**Dataset records:**

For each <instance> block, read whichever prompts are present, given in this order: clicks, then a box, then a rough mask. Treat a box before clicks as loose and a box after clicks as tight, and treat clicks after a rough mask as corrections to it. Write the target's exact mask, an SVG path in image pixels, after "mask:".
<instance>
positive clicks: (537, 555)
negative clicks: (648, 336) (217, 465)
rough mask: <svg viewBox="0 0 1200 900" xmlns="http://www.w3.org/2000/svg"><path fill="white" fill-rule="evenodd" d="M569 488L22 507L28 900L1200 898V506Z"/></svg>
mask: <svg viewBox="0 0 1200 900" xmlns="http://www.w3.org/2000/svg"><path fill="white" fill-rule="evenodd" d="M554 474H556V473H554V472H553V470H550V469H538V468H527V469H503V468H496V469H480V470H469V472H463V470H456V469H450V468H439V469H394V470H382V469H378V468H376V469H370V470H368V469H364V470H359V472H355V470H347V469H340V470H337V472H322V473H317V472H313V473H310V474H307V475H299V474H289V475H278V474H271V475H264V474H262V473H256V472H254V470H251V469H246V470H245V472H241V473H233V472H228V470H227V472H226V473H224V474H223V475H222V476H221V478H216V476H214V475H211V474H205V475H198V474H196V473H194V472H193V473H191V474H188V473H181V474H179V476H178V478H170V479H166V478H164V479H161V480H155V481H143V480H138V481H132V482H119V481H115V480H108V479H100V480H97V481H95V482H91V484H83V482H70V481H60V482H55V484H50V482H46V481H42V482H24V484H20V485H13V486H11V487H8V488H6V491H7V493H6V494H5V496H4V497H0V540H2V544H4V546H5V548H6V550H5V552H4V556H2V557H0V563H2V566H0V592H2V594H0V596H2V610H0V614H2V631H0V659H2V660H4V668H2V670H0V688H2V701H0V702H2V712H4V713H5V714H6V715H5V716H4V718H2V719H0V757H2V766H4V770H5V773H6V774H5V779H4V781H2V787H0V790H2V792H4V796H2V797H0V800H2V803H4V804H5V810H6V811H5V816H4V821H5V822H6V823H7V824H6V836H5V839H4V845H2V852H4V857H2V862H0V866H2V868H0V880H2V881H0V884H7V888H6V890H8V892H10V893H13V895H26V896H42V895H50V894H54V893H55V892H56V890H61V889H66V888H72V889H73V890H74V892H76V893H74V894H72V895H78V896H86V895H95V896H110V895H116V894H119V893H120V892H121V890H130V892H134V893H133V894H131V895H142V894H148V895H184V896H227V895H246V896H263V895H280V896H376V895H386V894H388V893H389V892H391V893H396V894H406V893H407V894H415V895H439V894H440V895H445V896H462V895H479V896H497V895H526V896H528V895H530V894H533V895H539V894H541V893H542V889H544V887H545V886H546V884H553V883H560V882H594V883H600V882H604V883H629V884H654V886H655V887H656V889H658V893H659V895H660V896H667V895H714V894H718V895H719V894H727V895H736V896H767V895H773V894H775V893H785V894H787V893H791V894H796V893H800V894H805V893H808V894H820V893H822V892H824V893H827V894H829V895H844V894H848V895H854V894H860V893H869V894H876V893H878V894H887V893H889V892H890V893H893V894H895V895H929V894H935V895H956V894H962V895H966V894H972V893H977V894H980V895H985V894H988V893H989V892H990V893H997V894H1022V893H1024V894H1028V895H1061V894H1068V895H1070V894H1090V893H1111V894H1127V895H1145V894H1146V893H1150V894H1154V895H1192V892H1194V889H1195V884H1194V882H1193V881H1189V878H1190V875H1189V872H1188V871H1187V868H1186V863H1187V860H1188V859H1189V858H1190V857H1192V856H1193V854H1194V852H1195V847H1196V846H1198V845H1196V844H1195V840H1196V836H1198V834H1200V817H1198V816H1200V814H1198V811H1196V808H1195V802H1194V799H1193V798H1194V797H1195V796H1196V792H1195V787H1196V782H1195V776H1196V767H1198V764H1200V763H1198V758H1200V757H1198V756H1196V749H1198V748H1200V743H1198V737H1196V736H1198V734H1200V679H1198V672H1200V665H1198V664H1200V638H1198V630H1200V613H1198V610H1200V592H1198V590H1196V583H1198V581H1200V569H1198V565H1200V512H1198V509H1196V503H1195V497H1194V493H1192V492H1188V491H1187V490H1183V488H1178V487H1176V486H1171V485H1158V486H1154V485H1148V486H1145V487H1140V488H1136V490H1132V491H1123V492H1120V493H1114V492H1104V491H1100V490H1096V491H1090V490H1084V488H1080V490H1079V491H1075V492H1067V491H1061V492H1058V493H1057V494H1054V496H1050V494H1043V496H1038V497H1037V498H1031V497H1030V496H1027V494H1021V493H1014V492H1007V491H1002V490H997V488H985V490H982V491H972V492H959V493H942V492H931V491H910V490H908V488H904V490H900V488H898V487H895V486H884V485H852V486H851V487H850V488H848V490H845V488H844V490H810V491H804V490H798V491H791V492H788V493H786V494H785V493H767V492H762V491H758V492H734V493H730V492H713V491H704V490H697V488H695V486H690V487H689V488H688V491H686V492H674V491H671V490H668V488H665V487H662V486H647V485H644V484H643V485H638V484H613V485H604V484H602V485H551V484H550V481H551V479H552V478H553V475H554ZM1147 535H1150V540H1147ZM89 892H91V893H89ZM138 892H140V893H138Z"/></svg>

**Requirement:** The output must consist solely of the lines from the first line of the records through the line containing "negative clicks: (648, 336) (217, 465)", reproduced exactly.

**Expected output:**
For each <instance> block, read whichever prompts are present, given in this order: clicks, then a box, then a rough mask. Treat a box before clicks as loose and a box after clicks as tight, and treat clicks after a rough mask as corrections to it. Write the target's exact mask, an SVG path in image pixels, after "mask:".
<instance>
positive clicks: (537, 555)
negative clicks: (648, 336) (217, 465)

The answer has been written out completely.